Your assignment
Please return all records verbatim, no pictures.

Saved entries
--------

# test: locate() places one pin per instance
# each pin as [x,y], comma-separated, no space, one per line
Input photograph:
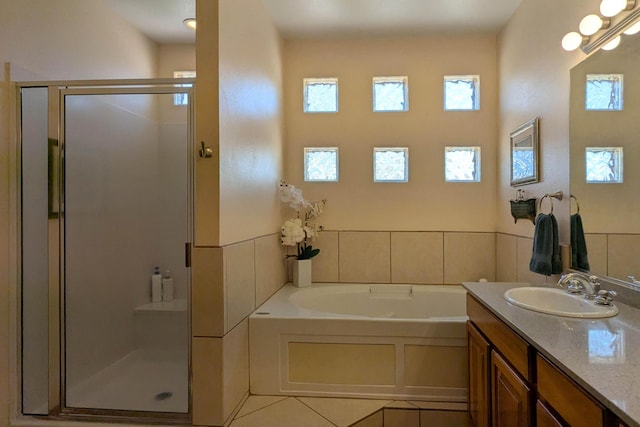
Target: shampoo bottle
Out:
[156,285]
[167,286]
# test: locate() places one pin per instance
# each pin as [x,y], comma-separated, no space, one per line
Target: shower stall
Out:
[105,198]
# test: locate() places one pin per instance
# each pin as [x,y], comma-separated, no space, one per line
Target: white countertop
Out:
[602,355]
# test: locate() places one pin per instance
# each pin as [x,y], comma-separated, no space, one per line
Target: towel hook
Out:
[557,195]
[577,204]
[550,201]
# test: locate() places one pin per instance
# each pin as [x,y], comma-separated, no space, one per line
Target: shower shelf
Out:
[170,306]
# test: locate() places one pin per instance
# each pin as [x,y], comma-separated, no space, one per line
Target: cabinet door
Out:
[510,396]
[479,374]
[544,417]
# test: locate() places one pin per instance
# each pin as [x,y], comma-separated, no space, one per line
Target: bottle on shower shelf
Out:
[167,286]
[156,285]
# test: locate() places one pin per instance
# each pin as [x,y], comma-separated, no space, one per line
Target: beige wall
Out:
[175,57]
[426,202]
[238,261]
[534,81]
[65,39]
[251,142]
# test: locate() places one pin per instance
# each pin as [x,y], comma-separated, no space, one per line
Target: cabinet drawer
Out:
[512,347]
[562,394]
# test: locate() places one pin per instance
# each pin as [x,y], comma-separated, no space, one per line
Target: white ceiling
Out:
[323,18]
[162,20]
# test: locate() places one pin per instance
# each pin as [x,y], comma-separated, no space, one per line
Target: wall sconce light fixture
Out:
[588,39]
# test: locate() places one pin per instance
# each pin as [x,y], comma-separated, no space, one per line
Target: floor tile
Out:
[401,417]
[255,403]
[401,404]
[286,413]
[343,412]
[445,406]
[444,419]
[375,420]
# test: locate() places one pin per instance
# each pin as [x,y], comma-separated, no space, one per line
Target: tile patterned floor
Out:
[283,411]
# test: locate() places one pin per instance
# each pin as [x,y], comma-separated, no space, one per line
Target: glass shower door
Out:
[125,198]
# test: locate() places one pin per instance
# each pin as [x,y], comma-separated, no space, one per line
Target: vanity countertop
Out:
[602,355]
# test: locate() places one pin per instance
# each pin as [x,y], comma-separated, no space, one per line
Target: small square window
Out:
[461,93]
[390,164]
[320,95]
[604,92]
[462,164]
[604,164]
[390,94]
[321,164]
[182,98]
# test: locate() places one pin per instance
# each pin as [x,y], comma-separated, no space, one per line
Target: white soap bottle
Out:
[167,286]
[156,285]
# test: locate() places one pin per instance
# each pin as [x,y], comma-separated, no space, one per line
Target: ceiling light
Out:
[591,24]
[613,7]
[612,44]
[190,23]
[572,41]
[634,29]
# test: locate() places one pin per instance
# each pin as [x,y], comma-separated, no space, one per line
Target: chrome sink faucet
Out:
[581,283]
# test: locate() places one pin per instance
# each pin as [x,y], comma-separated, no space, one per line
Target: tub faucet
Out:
[580,283]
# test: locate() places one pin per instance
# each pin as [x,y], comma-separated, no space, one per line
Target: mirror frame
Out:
[527,134]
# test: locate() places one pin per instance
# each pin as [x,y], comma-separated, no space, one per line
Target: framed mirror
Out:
[524,153]
[604,158]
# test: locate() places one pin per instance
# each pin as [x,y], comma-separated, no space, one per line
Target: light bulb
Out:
[590,25]
[634,29]
[612,44]
[611,8]
[572,41]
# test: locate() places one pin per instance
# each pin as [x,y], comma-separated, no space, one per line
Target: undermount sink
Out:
[558,302]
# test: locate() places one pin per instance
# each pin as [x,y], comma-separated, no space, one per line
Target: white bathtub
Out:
[362,340]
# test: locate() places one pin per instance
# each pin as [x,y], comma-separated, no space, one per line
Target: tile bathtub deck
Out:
[283,411]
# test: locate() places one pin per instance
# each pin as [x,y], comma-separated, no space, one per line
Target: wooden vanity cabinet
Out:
[510,395]
[479,373]
[512,385]
[500,372]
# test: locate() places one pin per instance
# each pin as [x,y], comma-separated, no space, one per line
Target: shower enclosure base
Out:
[156,381]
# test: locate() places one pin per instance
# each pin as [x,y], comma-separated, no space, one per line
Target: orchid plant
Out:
[302,229]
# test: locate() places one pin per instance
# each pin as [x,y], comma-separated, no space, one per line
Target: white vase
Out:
[302,273]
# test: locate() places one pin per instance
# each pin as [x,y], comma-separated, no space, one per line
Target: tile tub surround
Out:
[298,351]
[599,354]
[423,257]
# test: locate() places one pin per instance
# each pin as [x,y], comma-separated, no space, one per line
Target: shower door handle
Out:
[187,254]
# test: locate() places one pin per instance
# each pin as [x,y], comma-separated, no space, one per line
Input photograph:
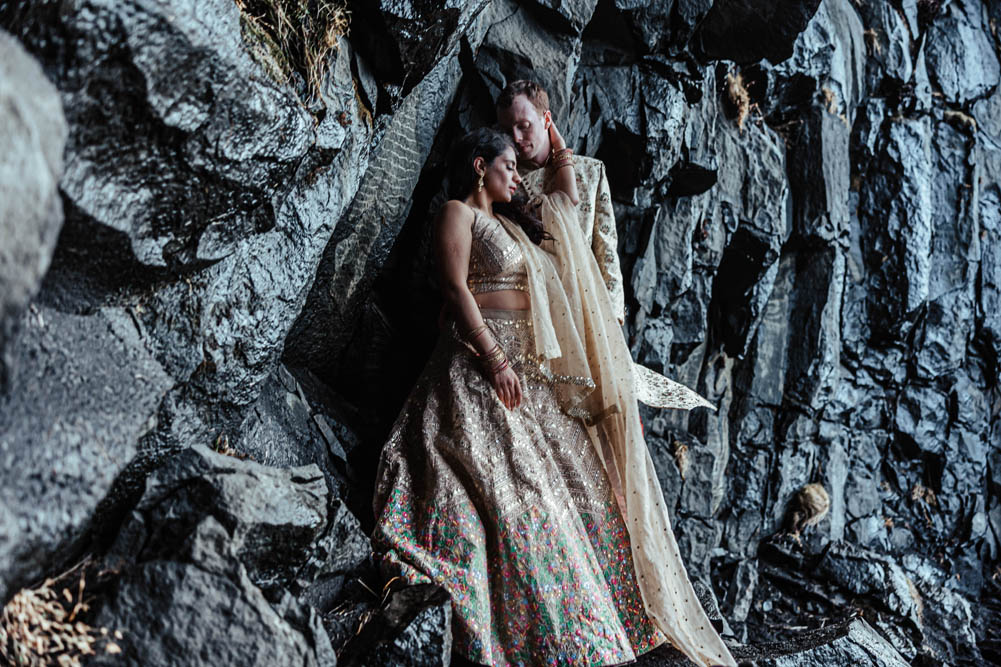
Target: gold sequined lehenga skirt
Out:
[512,512]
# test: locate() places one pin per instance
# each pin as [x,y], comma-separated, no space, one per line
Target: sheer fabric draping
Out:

--------

Answer
# test: locate() places one pin per instance
# each pin as [x,y], comma-separated, no space, one per line
Input photograph:
Target: shampoo bottle
Out:
[156,285]
[167,286]
# test: locate() places one pin per instance
# each pin as [x,y], comma-separated, no space, one per line
Target: shower stall
Out:
[105,198]
# test: locate() places one pin per instance
# each pin as [x,y], comma-separated, no space, one per line
Target: white countertop
Out:
[602,355]
# test: locate() places one pin per instance
# each pin as [x,y], comma-separated, no space, one per line
Target: towel hook
Out:
[557,195]
[577,204]
[550,201]
# test: locate() places one pin per instance
# each pin as [x,y], comma-separated, no space, one per line
Target: shower shelf
Out:
[170,306]
# test: locate() places one pin per instance
# each pin as [x,y], comma-separated, no space, one per line
Target: cabinet door
Out:
[510,396]
[479,374]
[544,417]
# test: locate() places one pin per instance
# each pin as [x,y], comma-separated, no space, one per line
Target: bottle on shower shelf
Out:
[167,286]
[156,285]
# test: locate() places one pin per instance
# each pin as [x,y], comma-separated, no space, one per line
Target: beige wall
Out:
[175,57]
[426,202]
[238,261]
[534,81]
[65,39]
[251,142]
# test: locate() places one pin per instance
# each pin as [x,y], comma-separated, no space, one per line
Target: cabinet drawer
Out:
[512,347]
[562,394]
# test: locate() places one pin per instance
# each pin as [x,y], comma-separated, no space, one per line
Target: white ceiling
Out:
[323,18]
[162,20]
# test: locate() places one pin per instance
# each pin as [x,y], comma-separated, no space, one per line
Target: wall sconce light fixture
Out:
[588,39]
# test: locate() places one pin per instance
# each pin as [x,y], comma-separated, no space, one per line
Target: floor tile
Out:
[401,417]
[255,403]
[401,404]
[286,413]
[343,412]
[445,406]
[444,419]
[375,420]
# test: locate() places one pin per instance
# each pin as [x,y], comma-separated, no space, one per line
Target: tile patterned floor
Out:
[283,411]
# test: locate() places one pin per instance
# each pin as [x,y], comma-separated, no space, one per line
Target: glass shower door
Out:
[125,198]
# test: locate() places one pin per instance
# each pin as [x,y], comma-separated, no space, one per line
Target: vanity countertop
Out:
[602,355]
# test: locate() places one pin per instance
# each pin as [x,y], comma-separated, no space, one per line
Target: small square window
Out:
[461,93]
[390,164]
[320,95]
[604,92]
[462,164]
[604,164]
[390,94]
[321,164]
[182,98]
# test: locate() places one pin per instance
# each pin as [x,y], comma-separated, no space, one per line
Target: white soap bottle
Out:
[167,286]
[156,285]
# test: locate() places one pin per instance
# each pin as [x,y], comma-separated, no space, one per line
Target: ceiling light
Out:
[591,24]
[613,7]
[612,44]
[190,23]
[572,41]
[634,29]
# test: locate() places one pin per instance
# each pin as [x,y], comma-separated, no space, one per line
Target: chrome sink faucet
Out:
[581,283]
# test: locate() places one pin per instance
# each pin as [x,y], comma-separated, no space, one per line
Target: tub faucet
Out:
[580,283]
# test: locate() places one pin per instance
# each pin as [x,y], comma-separated, no space, one per line
Target: mirror frame
Out:
[527,134]
# test: locate() places one pin per instance
# each pin as [x,y], comma-separated, no space, one per line
Target: framed mirror
Out:
[524,153]
[604,158]
# test: locate() places one pin per instance
# each pin as [x,y], comma-separated, no space, one per line
Target: light bulb
Out:
[590,25]
[634,29]
[612,44]
[611,8]
[572,41]
# test: locate() places one pin per instance
# each pin as [x,y], comma-separated, no space, one per line
Target: undermount sink
Out:
[558,302]
# test: locate() places one pin per instance
# each pin as [x,y], comma-separated, no space, one per line
Target: white bathtub
Out:
[362,340]
# test: locate() places one pin per instance
# each pin as [x,y], comma-separated, no space, one per line
Target: tile bathtub deck
Out:
[283,411]
# test: locate() places one pin per instance
# each pin as [x,y], comma-separated, no space, one per line
Target: wooden vanity cabinet
Out:
[510,395]
[479,373]
[512,385]
[500,372]
# test: locate() places one pin per instance
# each pin as [x,y], comma-separated, no space, one per line
Target: shower enclosure base
Out:
[156,381]
# test: locate() places one pin per instance
# each pin as [x,y], comma-separated, no space, one per line
Target: orchid plant
Out:
[302,229]
# test: locate() places one pin per instance
# each pin as [x,y], comma-separated, no space, one per line
Target: white vase
Out:
[302,273]
# test: locate() places one pin per instance
# each pin as [x,y], comma-separated, no space, one per line
Target: tile tub surround
Out:
[298,351]
[599,354]
[423,257]
# test: locate() places one pin per instance
# each pin as [x,y], comma-separated, no space, one per line
Target: shower door handle
Out:
[187,254]
# test: locate() places one pin per instance
# each pin as [x,y], comma-separated, no space, one per line
Input photograph:
Target: gold sequined lehenga skirt
Out:
[512,512]
# test: locate() places one pin per instance
# each pin as [x,y], comma-separated, no space, one per line
Target: sheer fabric draping
Out:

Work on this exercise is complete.